begin Extracted information

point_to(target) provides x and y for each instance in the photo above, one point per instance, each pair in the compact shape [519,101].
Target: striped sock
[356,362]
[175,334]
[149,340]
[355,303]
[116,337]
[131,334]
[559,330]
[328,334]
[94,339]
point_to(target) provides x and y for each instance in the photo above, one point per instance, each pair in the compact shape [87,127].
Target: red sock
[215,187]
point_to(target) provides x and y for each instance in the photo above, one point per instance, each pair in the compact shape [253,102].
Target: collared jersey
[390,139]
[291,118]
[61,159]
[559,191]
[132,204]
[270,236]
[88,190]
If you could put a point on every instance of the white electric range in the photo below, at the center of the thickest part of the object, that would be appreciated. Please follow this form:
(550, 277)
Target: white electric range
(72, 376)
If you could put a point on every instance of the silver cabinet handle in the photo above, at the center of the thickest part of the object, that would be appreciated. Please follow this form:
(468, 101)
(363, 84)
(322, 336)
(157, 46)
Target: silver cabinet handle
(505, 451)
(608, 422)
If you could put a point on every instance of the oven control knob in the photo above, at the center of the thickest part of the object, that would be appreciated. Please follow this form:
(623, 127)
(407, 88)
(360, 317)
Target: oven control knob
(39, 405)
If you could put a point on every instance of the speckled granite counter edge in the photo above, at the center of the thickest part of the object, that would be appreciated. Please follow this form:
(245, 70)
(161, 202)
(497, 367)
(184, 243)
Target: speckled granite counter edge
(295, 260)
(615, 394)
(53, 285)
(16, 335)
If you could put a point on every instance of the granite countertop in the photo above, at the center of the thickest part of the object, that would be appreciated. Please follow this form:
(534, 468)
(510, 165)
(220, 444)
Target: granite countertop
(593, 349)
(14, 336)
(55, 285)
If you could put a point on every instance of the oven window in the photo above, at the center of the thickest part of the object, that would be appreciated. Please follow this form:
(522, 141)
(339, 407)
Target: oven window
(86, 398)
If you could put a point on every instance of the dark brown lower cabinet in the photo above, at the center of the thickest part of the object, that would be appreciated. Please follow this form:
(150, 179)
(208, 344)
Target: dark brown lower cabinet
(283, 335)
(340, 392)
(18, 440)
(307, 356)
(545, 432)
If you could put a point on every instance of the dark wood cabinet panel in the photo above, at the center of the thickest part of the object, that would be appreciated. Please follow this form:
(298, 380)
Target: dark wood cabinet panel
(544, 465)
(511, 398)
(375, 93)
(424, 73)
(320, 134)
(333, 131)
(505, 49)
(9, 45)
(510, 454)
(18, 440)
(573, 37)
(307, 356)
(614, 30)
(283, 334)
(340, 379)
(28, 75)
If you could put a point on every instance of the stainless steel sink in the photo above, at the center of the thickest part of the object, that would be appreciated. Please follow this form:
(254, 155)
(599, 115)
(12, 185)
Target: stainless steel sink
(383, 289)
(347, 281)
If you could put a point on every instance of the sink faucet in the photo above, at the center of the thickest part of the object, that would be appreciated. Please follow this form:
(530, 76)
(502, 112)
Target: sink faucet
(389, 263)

end Extracted information

**Your goal**
Please output every record, keeping each line exact.

**The answer**
point_to(target) provides x and y for each instance in the photo above, one point per instance, each pair in the compact shape [519,101].
Target: striped sock
[356,362]
[175,334]
[149,340]
[355,303]
[116,337]
[131,334]
[559,330]
[328,334]
[94,339]
point_to(target) provides x and y for each instance in the photo above, one point per instance, each pair in the compact shape [87,127].
Target: red sock
[215,187]
point_to(target) provides x and y for each instance in the photo above, one point per instance, each pair in the compact shape [253,102].
Target: collared jersey
[390,139]
[291,118]
[61,159]
[559,191]
[132,204]
[270,236]
[88,190]
If you could put a point on every instance of the white electric range in the photo below, at the center of the thickest part of the object, that would be appreciated. Please follow this form:
(550, 277)
Target: white electric range
(72, 376)
If you could put a point on every instance of the silver cabinet handle in the photo above, at the center of the thickest part of the object, that would be appreciated. Please follow this form:
(468, 101)
(363, 84)
(322, 336)
(157, 46)
Target: silver cabinet handle
(505, 451)
(608, 422)
If you could put a point on every instance of the oven control knob in the photo above, at the center of the thickest part of the object, that would be appreciated. Please follow this form:
(623, 127)
(407, 88)
(360, 317)
Target: oven control knob
(39, 405)
If you could put a point on every instance of the speckled granite counter edge in the photo above, at the center of the thickest part of the object, that would be appreciated. Please follow this form:
(245, 70)
(161, 202)
(497, 367)
(184, 243)
Target: speckled granite counter edge
(295, 260)
(615, 394)
(53, 285)
(16, 335)
If you could put a point on every instance of the granite countertop in the photo above, at the center of the thickest part of the object, that would be appreciated. Please follow this form:
(534, 468)
(510, 165)
(220, 444)
Target: granite countertop
(593, 349)
(14, 336)
(55, 285)
If you could put a point on every instance of the oven window in the photo above, at the center of the thickest part of the object, that would be appreciated. Please follow this form:
(522, 141)
(339, 407)
Target: oven window
(86, 398)
If you could put a point on every instance of the dark brown lower cabinet in the photo above, at the center of the thickest part of the object, that would be appreciated. Please follow this form:
(150, 179)
(208, 344)
Target: dark brown lower cabinet
(283, 335)
(340, 392)
(18, 440)
(307, 356)
(545, 432)
If you could put a point on every instance of the dark wood cabinet panel in the photo above, at the center of the thickest part of the object, that would be appreciated. Please follow this form:
(298, 380)
Target: dark wood cabinet panel
(544, 465)
(511, 398)
(375, 93)
(424, 73)
(320, 134)
(333, 131)
(505, 49)
(9, 45)
(510, 454)
(18, 440)
(573, 37)
(307, 356)
(614, 30)
(283, 334)
(340, 379)
(28, 75)
If you could put a point on every instance of the stainless steel sink in the photo above, at the center of the thickest part of the object, that would be appreciated. Please follow this form:
(254, 155)
(599, 115)
(12, 185)
Target: stainless steel sink
(383, 289)
(347, 281)
If you could put a point on every instance of the sink faucet in the photo above, at the center of the thickest part of the object, that would be appreciated. Please follow this form:
(530, 76)
(502, 112)
Target: sink faucet
(389, 263)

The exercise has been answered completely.